**Consigne A:**
Recopiez le passage du discours qui va de « Discours du président d’Haïti, François » à « de la reconnaissance ? ».
**Consigne B:**
Répondez aux questions suivantes à l'aide du discours.
(i) Quel anniversaire de l'Indépendance nationale ce discours marque-t-il ?
(ii) À quelle date le discours situe-t-il le « jour mémorable » de l'Indépendance ?
(iii) Selon le discours, qu'est-ce qui s'exerce, même en temps de calme, au lieu de l'application du régime légal de l'autorité civile ?

**Extrait du texte:**
____

Discours du président François Denys Légitime à l'occasion du 85ème anniversaire de l'Indépendance d'Haïti le 1er janvier 1889



Discours du président d’Haïti, François Denys Légitime, au Peuple et à l’Armée à l'occasion du 85ème anniversaire de l’Indépendance nationale

La célébration de l’anniversaire de notre glorieuse Indépendance ne devrait jamais avoir lieu qu’avec un sentiment général d’enthousiasme et d’allégresse.

Peut-on se reporter, par la pensée, à ce jour mémorable du premier Janvier 1804, sans sentir vibrer en soi la fibre puissante de l’amour du pays et des nobles attaches de la reconnaissance ?

L’Haïtien, quoi qu’on en dise, n’est pas, de nos jours, devenu si indifférent et si dénaturé, au point de rire et de ne plus tenir compte du souvenir du fait le plus extraordinaire accompli au seuil du dix-neuvième siècle, de cet acte sublime et héroïque, affirmant l’ère nouvelle et véritable de la liberté pour des hommes rendus injustement esclaves, et imposant le principe généreux de la réhabilitation pour toute une race calomniée et trop longtemps assujettie aux brutales et cupides passions d’une portion de l’humanité…

Non, ce sentiment d’un stupide aveuglement et de dégénérescence anticipée ne peut point trouver de place dans le cœur de l’Haïtien.

L’Haïtien d’aujourd’hui, par suite de la triste influence des troubles politiques qui  ont agité le pays, entretenu la discorde et semé partout la division et la haine, est devenu simplement timide, défiant, enclin à l’isolement et à toutes les mauvaises inspirations de l’égoïsme et du découragement. En ajoutant à tout cela, même en temps de calme, l’exercice continuel et brutal de l’intervention militaire, au lieu de l’application rassurante et rationnelle du régime légal de l’autorité civile, on comprendra facilement que, dans un tel milieu, chacun se croit intéressé à déguiser ses vrais sentiments, à étouffer les élans généreux de son cœur, à rapetisser les qualités et les ressources de son esprit, afin de s’épargner le désagrément d’être mal compris ou de se voir appliquer tous les désastreux effets d’une  interprétation intéressée ou outrée de ses opinions ou de ses convictions personnelles.

____

**Données:**
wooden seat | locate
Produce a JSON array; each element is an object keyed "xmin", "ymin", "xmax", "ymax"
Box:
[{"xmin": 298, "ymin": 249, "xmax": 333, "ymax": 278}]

____

**Réponse A:**
Discours du président d’Haïti, François Denys Légitime, au Peuple et à l’Armée à l'occasion du 85ème anniversaire de l’Indépendance nationale

La célébration de l’anniversaire de notre glorieuse Indépendance ne devrait jamais avoir lieu qu’avec un sentiment général d’enthousiasme et d’allégresse.

Peut-on se reporter, par la pensée, à ce jour mémorable du premier Janvier 1804, sans sentir vibrer en soi la fibre puissante de l’amour du pays et des nobles attaches de la reconnaissance ?

**Réponse B:**
(i) Le 85e anniversaire.
(ii) Le premier janvier 1804.
(iii) L'exercice continuel et brutal de l'intervention militaire.